**Ausgangstext**.
+--

Entgegen der Annahme der Antragsgegnerin dürfte die Auflage nicht in dem Sinne zu verstehen sein, dass die Aufenthaltsgenehmigung auch bei Gewährung von Leistungen nach dem SGB II (Grundsicherung für Arbeitssuchende) erlischt.

Die Auslegung (auch) eines Verwaltungsakts und einer Nebenbestimmung richtet sich nicht nach den subjektiven Vorstellungen des Adressaten oder der erlassenden Behörde. Maßgebend ist entsprechend der Auslegungsregel des § 133 BGB der erklärte Wille, wie ihn der Empfänger bei objektiver Würdigung verstehen konnte (vgl. BVerwG, Beschl. v. 20.10.2005 - 6 B 52.05 -, NVwZ 2006, 1423). Entscheidend ist der objektive Erklärungsinhalt des Bescheides aus der Sicht des Adressaten und nicht das, was einzelne Behördenbedienstete gewollt haben (vgl. BVerwG, Beschl. v. 06.04.1989 - 7 B 55.89 -, JurBüro 1989, 456). Unklarheiten gehen grundsätzlich zu Lasten der Verwaltung (vgl. Kopp/Ramsauer, VwVfG, 9. Aufl., § 36 RdNr. 11a, m. w. Nachw.).

+--

**Extrahierte Einträge**.
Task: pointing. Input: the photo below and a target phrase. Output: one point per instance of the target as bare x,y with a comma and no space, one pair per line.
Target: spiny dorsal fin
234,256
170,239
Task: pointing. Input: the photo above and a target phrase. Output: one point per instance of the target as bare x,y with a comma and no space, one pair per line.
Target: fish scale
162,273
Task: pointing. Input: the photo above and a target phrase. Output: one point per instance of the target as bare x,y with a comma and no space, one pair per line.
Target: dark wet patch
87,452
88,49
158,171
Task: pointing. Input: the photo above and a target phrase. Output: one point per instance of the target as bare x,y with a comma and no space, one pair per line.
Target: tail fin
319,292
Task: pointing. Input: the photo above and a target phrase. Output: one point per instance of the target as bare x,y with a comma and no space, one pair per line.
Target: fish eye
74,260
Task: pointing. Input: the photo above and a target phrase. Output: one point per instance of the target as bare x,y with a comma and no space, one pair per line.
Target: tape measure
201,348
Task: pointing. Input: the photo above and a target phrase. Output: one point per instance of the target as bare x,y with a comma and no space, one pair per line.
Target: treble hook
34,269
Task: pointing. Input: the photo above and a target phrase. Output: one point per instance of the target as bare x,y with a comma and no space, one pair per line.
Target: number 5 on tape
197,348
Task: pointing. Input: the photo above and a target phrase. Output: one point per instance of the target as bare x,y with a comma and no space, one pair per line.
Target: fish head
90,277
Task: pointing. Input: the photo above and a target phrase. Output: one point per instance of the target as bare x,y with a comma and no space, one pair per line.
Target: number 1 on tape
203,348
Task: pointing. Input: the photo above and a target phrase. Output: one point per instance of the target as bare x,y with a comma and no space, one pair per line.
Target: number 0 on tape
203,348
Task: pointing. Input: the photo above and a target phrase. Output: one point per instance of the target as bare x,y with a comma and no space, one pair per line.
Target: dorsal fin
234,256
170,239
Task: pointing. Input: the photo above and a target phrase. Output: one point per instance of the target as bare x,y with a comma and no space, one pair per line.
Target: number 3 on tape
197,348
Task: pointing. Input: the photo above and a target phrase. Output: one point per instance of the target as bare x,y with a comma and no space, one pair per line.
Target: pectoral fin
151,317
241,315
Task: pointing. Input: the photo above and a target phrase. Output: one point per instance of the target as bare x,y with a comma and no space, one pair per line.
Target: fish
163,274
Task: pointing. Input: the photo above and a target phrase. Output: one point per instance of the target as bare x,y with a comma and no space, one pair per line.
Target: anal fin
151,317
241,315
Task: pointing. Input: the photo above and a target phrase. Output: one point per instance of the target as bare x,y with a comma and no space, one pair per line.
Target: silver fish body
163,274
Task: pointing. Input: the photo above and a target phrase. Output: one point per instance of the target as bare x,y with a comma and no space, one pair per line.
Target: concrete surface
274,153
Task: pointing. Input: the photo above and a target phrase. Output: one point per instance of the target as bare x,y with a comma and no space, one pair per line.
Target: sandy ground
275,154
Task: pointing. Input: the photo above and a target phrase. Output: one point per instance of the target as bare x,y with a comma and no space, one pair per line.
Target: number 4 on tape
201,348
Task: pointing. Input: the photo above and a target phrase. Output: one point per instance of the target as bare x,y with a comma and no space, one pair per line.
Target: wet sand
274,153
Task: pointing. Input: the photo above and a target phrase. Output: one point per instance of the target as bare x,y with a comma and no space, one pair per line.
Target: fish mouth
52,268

+--

Schreiben Sie den Abschnitt des Ausgangstexts von „Die Auslegung (auch)“ bis einschließlich „m. w. Nachw.).“ wortgetreu ab. Die Einträge werden hier nicht gebraucht.

**Erwartete Antwort**.
Die Auslegung (auch) eines Verwaltungsakts und einer Nebenbestimmung richtet sich nicht nach den subjektiven Vorstellungen des Adressaten oder der erlassenden Behörde. Maßgebend ist entsprechend der Auslegungsregel des § 133 BGB der erklärte Wille, wie ihn der Empfänger bei objektiver Würdigung verstehen konnte (vgl. BVerwG, Beschl. v. 20.10.2005 - 6 B 52.05 -, NVwZ 2006, 1423). Entscheidend ist der objektive Erklärungsinhalt des Bescheides aus der Sicht des Adressaten und nicht das, was einzelne Behördenbedienstete gewollt haben (vgl. BVerwG, Beschl. v. 06.04.1989 - 7 B 55.89 -, JurBüro 1989, 456). Unklarheiten gehen grundsätzlich zu Lasten der Verwaltung (vgl. Kopp/Ramsauer, VwVfG, 9. Aufl., § 36 RdNr. 11a, m. w. Nachw.).